[Dataset entries]

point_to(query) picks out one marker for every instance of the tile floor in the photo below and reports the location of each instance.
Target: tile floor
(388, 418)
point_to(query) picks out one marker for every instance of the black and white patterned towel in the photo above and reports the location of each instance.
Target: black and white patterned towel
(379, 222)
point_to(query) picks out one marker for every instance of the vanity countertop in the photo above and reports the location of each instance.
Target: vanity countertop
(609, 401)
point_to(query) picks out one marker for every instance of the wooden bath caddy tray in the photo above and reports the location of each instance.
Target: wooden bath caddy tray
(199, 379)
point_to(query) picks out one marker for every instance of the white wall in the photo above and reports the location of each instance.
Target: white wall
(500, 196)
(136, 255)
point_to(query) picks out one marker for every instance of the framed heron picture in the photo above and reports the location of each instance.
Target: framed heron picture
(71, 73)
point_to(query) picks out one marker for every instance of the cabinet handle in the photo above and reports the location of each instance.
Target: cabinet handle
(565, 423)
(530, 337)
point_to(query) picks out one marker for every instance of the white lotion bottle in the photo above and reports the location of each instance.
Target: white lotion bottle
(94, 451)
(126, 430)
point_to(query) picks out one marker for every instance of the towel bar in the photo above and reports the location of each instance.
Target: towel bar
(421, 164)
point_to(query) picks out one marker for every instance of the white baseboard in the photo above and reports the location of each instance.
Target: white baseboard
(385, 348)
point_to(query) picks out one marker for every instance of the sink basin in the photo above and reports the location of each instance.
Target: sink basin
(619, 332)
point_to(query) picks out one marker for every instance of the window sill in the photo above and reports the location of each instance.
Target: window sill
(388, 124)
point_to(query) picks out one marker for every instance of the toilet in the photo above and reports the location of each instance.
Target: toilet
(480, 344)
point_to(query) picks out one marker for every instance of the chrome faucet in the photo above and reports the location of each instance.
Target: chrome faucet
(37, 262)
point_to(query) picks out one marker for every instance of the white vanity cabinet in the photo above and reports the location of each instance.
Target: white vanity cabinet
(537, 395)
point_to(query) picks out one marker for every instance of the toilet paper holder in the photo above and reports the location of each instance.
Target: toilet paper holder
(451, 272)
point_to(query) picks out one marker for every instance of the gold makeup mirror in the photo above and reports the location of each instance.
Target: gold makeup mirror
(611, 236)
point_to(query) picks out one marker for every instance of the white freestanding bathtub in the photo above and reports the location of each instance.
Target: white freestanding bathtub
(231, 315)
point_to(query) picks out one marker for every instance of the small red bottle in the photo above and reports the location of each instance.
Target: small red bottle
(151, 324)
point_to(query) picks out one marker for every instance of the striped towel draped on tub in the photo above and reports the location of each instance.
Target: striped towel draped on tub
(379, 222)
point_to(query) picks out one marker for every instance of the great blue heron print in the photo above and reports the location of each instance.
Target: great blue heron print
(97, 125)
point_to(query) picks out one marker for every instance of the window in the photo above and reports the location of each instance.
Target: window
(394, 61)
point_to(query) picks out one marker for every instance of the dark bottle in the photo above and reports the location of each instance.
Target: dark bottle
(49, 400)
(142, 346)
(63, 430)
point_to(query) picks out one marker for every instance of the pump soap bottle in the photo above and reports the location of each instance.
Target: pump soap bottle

* [Task]: Could you transcribe every entry exactly, without altering anything?

* [Answer space]:
point_to(query) picks out one marker for every instance of the tile floor in the photo below and reports the location of each instance.
Target: tile floor
(388, 418)
point_to(query) picks out one marker for every instance of the black and white patterned towel in the photo above and reports the location of each instance.
Target: black and white patterned towel
(379, 222)
point_to(query) picks out one marker for every instance of the vanity countertop in the photo above and reports the location of each instance.
Target: vanity countertop
(609, 401)
point_to(query) picks out one marker for every instance of the wooden bath caddy tray in the photo above and reports the location of each instance.
Target: wooden bath caddy tray
(199, 379)
point_to(query) picks out one marker for every instance of the white wall in the photo above and reports the location of each instance.
Target: white wall
(500, 196)
(136, 255)
point_to(query) picks out one marker for every instance of the framed heron picture in the photo above and reports the location of each instance.
Target: framed heron picture
(71, 73)
point_to(query) picks out one marker for every instance of the cabinet handle in the photo above and reports the location of each instance.
Target: cabinet handle
(565, 423)
(530, 337)
point_to(query) picks out one marker for every instance of the white lotion bottle in the photo above and reports the location of each instance.
Target: white lotion bottle
(94, 451)
(126, 430)
point_to(query) picks out one marker for every instance of the towel bar in the photo above and reports the location of each instance.
Target: towel bar
(421, 164)
point_to(query) picks out one marker for every instance of the white baseboard in the photo above and reports the location of each instance.
Target: white baseboard
(385, 348)
point_to(query) picks out one marker for every instance of the sink basin in the photo above and reports the location of each instance.
Target: sink basin
(619, 332)
point_to(query) picks out one marker for every instance of the window sill in the photo above and reports the location of each instance.
Target: window sill
(388, 124)
point_to(query) picks out one marker for every instance of the toilet in the photo above and reports the location of each instance.
Target: toilet
(480, 344)
point_to(query) picks out one marker for every instance of the chrome faucet in the photo above and reports the location of each instance.
Target: chrome faucet
(37, 262)
point_to(query) picks out one marker for every instance of the white vanity cabinet in the photo above and reports the location of each instance.
Target: white vanity cabinet
(537, 395)
point_to(query) picks out one marker for every instance of the toilet paper holder in the photo above and reports the location of each instance.
Target: toilet paper holder
(451, 272)
point_to(query) picks out one marker for every instance of the gold makeup mirror in the photo above and reports the location of each instance.
Target: gold makeup mirror
(611, 236)
point_to(query) picks out one marker for every instance of the white freestanding bathtub in the photo above and reports the location of each instance.
Target: white freestanding bathtub
(231, 315)
point_to(query) picks out one marker for every instance of the small red bottle in the photo above and reports the location of each instance.
Target: small red bottle
(151, 324)
point_to(query) picks out one marker for every instance of the striped towel draped on tub in the photo above and reports the location of each instance.
Target: striped towel draped on tub
(379, 222)
point_to(query) picks out one marker for every instance of the great blue heron print in the photo above and reports the location of each instance.
Target: great blue heron print
(97, 125)
point_to(query) picks out one marker for every instance of the window in the photo above and reports the location of each instance.
Target: window
(394, 61)
point_to(query) picks out one marker for every instance of the dark bottle in the photo above and reports the location of each instance.
Target: dark bottle
(49, 400)
(142, 346)
(63, 430)
point_to(query) picks out one marker for every instance of the pump soap bottle in the photo above and reports the location of each instance.
Target: pump soap bottle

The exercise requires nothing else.